GOAL OF THE EXERCISE → Copy each entry below verbatim. Skip the pictures.

::: DATA SUPPLIED

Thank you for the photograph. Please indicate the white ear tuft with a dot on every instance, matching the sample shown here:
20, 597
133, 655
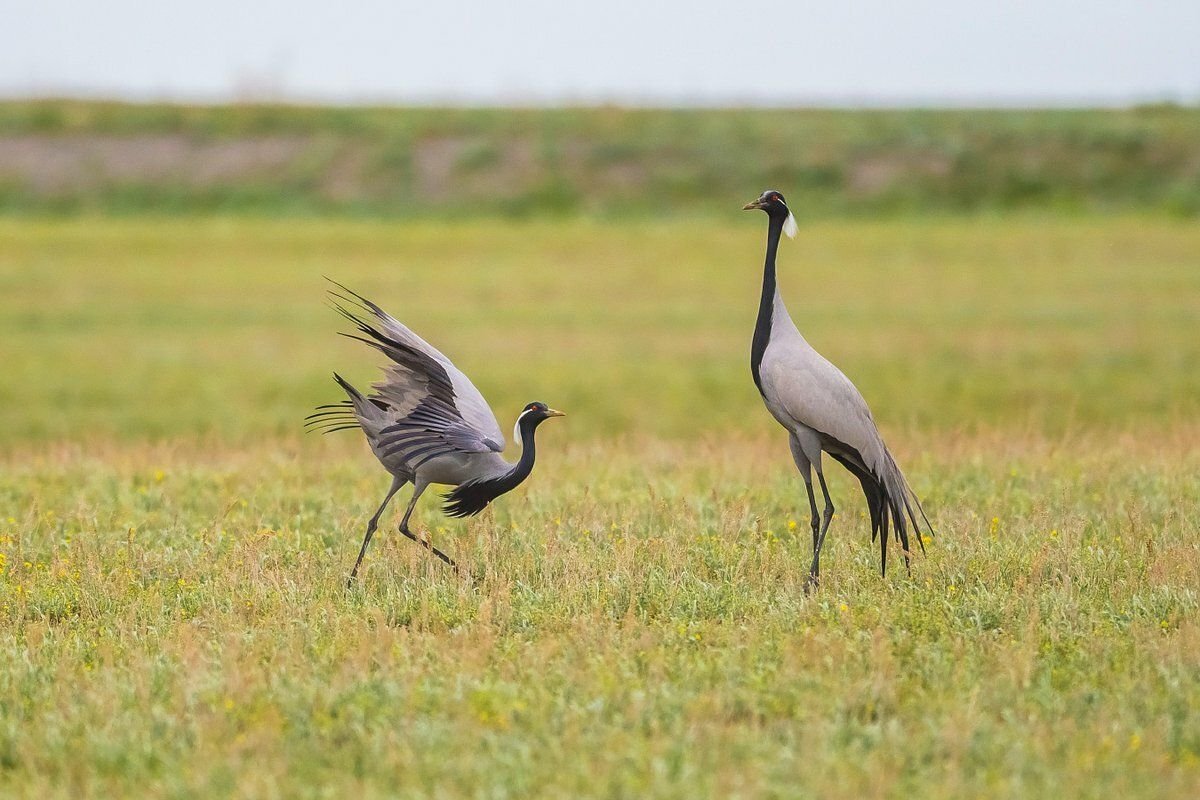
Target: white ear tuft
790, 226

::::::

EXERCISE ANSWER →
Thank you for the photograph. Please indicate the white ear tuft with a dot on every instance, matching the sample shown here:
20, 597
133, 655
Target: white ear tuft
790, 226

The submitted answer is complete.